Bing Crosby chronology
| Bing Crosby – Jerome Kern (1946) | St. Patrick's Day (1947) | Bing Crosby – Victor Herbert (1947) |

= St. Patrick's Day (album) =

St. Patrick's Day is a compilation album of phonograph records by Bing Crosby released in 1947 featuring songs with an Irish theme. This includes one of Crosby's most-beloved songs, "Too-Ra-Loo-Ra-Loo-Ral" which was number four on the Billboard Hot 100 for 12 weeks, and topped the Australian charts for an entire month, on shellac disc record. This version, the 1945 re-recording, was released earlier in another Crosby album, Selections from Going My Way.

==Reception==
Billboard liked it:
Aiming at maximum holiday sales, this package of five platters brings together 10 Erin faves cut at varying times by Bing Crosby, getting vocal assist on some of the sides from the Jesters and the King's Men, while the music making belongs to Bob Haggart, Victor Young and John Scott Trotter. Der Bingle in good Erin form for each of the sides and song selections are tops ... Photo of the smiling Bing on the album cover, with notes on the singer and the songs in the accompanying booklet.

Down Beat was not impressed however saying:
Bing's album, despite his usual graceful ease of interpretation, lacks his old fullness of voice. If Crosby is going to keep on making records with his evident sloppiness and lack of interest, it would be better if he would stop now and let his millions of fans remember him by his older and far better discs.

The album quickly reached No. 3 in Billboard's best-selling popular record albums chart in March 1947 and was still selling well the following year when it reached No. 1 in the same chart on 20 March 1948. It was 18th in the annual chart of top selling record albums for 1948.

==Original track listing==
These previously issued songs were featured on a 5-disc, 78 rpm album set, Decca Album No. A-495.

────────────────────────────────────────

In the album text, list every group and person that the Billboard review names as singing or making music alongside Crosby. The lines that come next are separate material and have nothing to do with the album text.

**SOURCE MATERIAL:**

────────────────────────────────────────

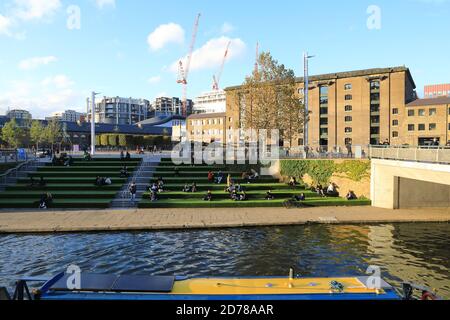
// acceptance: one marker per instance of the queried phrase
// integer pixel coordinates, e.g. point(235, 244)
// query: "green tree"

────────────────────────────────────────

**TASK RESULT:** The Jesters, the King's Men, Bob Haggart, Victor Young, John Scott Trotter